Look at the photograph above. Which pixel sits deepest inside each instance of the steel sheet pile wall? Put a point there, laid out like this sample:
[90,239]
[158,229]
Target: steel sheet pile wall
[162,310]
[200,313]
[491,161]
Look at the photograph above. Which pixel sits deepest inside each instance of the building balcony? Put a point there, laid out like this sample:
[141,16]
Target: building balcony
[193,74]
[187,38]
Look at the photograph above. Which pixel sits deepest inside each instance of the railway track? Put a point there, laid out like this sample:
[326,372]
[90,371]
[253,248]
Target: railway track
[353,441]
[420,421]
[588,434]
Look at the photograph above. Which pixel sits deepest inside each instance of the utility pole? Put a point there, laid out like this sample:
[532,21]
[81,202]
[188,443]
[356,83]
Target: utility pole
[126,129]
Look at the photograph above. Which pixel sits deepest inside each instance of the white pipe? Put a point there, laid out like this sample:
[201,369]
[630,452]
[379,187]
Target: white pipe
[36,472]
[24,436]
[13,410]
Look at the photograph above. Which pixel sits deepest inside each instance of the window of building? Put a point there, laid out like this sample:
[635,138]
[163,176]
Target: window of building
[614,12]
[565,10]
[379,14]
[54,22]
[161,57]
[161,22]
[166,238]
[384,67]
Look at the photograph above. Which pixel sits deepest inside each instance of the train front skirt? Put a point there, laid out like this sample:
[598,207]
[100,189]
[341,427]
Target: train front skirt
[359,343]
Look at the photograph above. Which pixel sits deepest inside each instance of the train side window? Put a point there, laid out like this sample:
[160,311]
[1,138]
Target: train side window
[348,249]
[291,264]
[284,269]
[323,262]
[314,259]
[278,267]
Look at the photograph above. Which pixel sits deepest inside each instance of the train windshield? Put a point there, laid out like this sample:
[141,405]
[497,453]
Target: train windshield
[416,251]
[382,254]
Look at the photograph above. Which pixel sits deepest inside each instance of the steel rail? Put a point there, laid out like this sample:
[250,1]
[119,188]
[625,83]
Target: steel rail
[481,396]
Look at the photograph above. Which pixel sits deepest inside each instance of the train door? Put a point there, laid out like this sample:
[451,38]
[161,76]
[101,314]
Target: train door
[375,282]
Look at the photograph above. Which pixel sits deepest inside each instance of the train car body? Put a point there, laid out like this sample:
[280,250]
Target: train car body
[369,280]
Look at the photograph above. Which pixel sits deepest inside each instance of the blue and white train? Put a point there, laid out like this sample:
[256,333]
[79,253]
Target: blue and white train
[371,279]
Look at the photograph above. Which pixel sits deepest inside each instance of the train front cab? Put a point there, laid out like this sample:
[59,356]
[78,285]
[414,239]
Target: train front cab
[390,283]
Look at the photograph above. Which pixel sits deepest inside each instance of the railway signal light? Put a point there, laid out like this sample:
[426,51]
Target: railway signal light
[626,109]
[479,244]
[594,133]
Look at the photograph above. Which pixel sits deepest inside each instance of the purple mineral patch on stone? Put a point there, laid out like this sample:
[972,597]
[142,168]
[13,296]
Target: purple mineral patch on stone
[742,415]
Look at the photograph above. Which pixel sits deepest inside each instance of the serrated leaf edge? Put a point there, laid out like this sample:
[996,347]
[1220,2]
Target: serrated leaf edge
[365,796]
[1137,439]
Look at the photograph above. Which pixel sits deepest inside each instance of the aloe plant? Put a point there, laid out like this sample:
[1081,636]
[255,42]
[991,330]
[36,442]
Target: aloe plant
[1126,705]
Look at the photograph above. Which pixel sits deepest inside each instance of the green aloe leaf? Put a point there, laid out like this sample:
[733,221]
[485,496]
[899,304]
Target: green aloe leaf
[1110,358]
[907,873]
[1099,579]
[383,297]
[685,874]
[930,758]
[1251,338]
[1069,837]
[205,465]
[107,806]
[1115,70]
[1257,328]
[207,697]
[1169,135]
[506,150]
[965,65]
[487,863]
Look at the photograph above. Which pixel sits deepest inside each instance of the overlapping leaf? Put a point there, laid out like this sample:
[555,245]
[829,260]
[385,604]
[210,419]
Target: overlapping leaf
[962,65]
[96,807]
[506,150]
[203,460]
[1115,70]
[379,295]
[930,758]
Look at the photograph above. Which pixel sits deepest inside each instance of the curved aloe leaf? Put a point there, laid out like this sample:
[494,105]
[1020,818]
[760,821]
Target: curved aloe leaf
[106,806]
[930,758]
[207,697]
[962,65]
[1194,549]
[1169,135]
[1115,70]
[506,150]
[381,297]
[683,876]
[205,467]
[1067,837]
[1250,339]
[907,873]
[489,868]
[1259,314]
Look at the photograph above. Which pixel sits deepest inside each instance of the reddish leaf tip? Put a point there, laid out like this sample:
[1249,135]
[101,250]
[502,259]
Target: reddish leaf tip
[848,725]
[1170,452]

## Set task
Replace "sample" with "template" everywhere in the lines above, and give back all the lines with nothing else changed.

## Task response
Look at the photograph above. Which pixel sits deepest inside each instance of the steel sheet pile wall? Put a point there, laid out like this template:
[90,239]
[158,229]
Target: steel sheet pile wall
[162,310]
[200,313]
[491,161]
Look at the photograph above. Which pixel sits deepest inside each instance of the building balcony? Put a point there, laid out like this template:
[141,16]
Target: building balcony
[193,74]
[187,38]
Look at the photograph above. Which pixel sits deepest inside each instance of the railway track? Put a point there, laid out like this template:
[326,372]
[90,371]
[253,248]
Target: railway track
[353,441]
[420,421]
[588,434]
Look at the photograph above. Which pixel sits deepest inside each instance of the utility pole? Put a point there, laid out like this template:
[532,21]
[81,202]
[188,443]
[356,83]
Target: utility pole
[126,129]
Look at the photograph above. Which pixel sits deepest inside each instance of the white pipe? Put a point there, laid out like this template:
[201,369]
[630,452]
[379,187]
Target: white pipe
[36,472]
[24,436]
[13,410]
Look at the photograph above. Which pixel sits deepest inside each instance of the window of building? Put a point there, laid out like this template:
[635,138]
[163,176]
Target: window of building
[614,12]
[565,10]
[379,14]
[54,22]
[161,57]
[161,22]
[166,238]
[384,67]
Look at the photograph above. Which pixel sits deepest inside each instance of the train front skirt? Put a point there, laid out like this template:
[598,207]
[100,189]
[341,427]
Target: train front skirt
[359,343]
Look at the photograph above. Which pixel sits deepest inside each instance of the train side window? Put a point there, laid out like this template:
[160,311]
[1,138]
Target: train side window
[348,249]
[291,264]
[284,269]
[323,262]
[314,259]
[278,267]
Look at the photograph above. Which pixel sits deepest inside each instance of the train windshield? Put a point there, laid out like this template:
[141,405]
[497,453]
Target: train windshield
[416,251]
[382,254]
Look at the photograph above. Which pixel sits deepest inside each instance of the steel rail? Put a point there, laid out like this template:
[250,1]
[119,188]
[625,83]
Target: steel rail
[481,396]
Look at the photograph above. Which pixel sits deepest inside each instance of the train door? Put a point there, laid out like this template:
[451,38]
[161,76]
[101,314]
Target: train door
[375,282]
Look at the photograph above. Which pixel sits deepest inside each instance of the train car body? Put a point there, laid out like this template:
[280,250]
Target: train car body
[369,280]
Look at the photograph above. Which pixel sits deepest inside each instance of the blue and white train? Put a point there, laid out like this template:
[256,333]
[79,253]
Target: blue and white train
[371,279]
Look at the photograph above. Which pixel sits deepest inside each instance of the train front cab? Put a point there, laid out like this template:
[59,356]
[78,285]
[414,239]
Target: train front cab
[390,283]
Look at the photograph above. Which pixel sits deepest inside each instance of the railway signal light? Put a point there, laid out like this template:
[426,51]
Target: railway signal light
[626,109]
[479,244]
[594,133]
Look at the photograph above. Which pixel sits deepest inside each instance of the purple mineral patch on stone? Put a point there, laid out like this template:
[972,597]
[142,168]
[13,296]
Target: purple mineral patch on stone
[742,415]
Look at the photograph above. Which pixel sits deepest inside each instance of the serrated leaf edge? Put a point there, laid out like this template:
[996,347]
[1220,2]
Target: serrated leaf edge
[365,796]
[1137,439]
Look at the photograph above. Which pixel sits deepest inside each instance of the aloe plant? Put a point there, laid out like this template:
[1081,636]
[255,42]
[991,330]
[36,442]
Target: aloe plant
[1126,705]
Look at the photograph above. Which pixel sits deepest inside each instance of the green aloe leaf? Put a point there, laid out like this template:
[733,221]
[485,496]
[899,304]
Target: green aloe leaf
[1110,358]
[907,873]
[1099,579]
[383,297]
[685,874]
[930,758]
[1251,338]
[1069,837]
[205,465]
[107,806]
[1115,70]
[1257,328]
[207,697]
[1169,135]
[506,150]
[965,65]
[487,863]
Look at the photograph above. Which pixel sits deepest inside each instance of the overlapping leaf? Put a point there, laid out like this template:
[555,245]
[829,260]
[385,604]
[210,419]
Target: overlapping leaf
[962,65]
[96,807]
[506,150]
[203,460]
[1115,70]
[379,295]
[930,758]
Look at the photograph above. Which pixel sits deepest inside each instance of the curved aloe leaf? Put a point there, laid out like this template:
[494,105]
[1020,818]
[760,821]
Target: curved aloe leaf
[106,806]
[930,758]
[207,697]
[962,65]
[1194,549]
[1169,135]
[1115,70]
[506,150]
[381,297]
[683,876]
[205,467]
[1067,837]
[1250,339]
[907,873]
[489,868]
[1259,314]
Look at the photograph above. Which pixel sits deepest inside each instance of the reddish leaf tip? Put a point there, laid out like this template:
[1249,135]
[101,250]
[502,259]
Target: reddish leaf tip
[848,725]
[1170,452]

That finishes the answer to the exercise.